** begin **

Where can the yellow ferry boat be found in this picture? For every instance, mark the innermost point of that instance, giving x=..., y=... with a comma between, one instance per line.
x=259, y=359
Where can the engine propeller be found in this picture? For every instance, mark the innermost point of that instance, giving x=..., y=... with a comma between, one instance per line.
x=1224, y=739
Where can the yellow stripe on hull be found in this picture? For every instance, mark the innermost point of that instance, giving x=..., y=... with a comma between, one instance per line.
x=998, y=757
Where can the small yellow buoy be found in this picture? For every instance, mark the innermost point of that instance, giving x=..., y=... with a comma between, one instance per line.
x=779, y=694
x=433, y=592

** end **

#### Problem:
Copy every line of the entries above, requests included, and multiply each x and y coordinate in the answers by 0.5, rounding to whole numbers with halves going up. Leave the numbers in the requests unchanged.

#### Correct result:
Where can the yellow ferry boat be found in this picture? For every instance, mark the innermost point of that instance, giving x=..., y=... with a comma between, one instance per line.
x=130, y=180
Where can the engine propeller be found in this picture? For every instance, mark the innermost point of that instance, giving x=..., y=... with a comma between, one instance per line.
x=612, y=370
Where can the yellow stripe on hull be found in this picture? For every instance, mark the innermost point of that instance, giving x=..., y=... with a comma between, one instance per line.
x=499, y=379
Where can the small yellow buoy be found in this picture? For every instance, mark the innermost point of that instance, giving x=..., y=... with a comma between, one instance per line.
x=390, y=347
x=217, y=296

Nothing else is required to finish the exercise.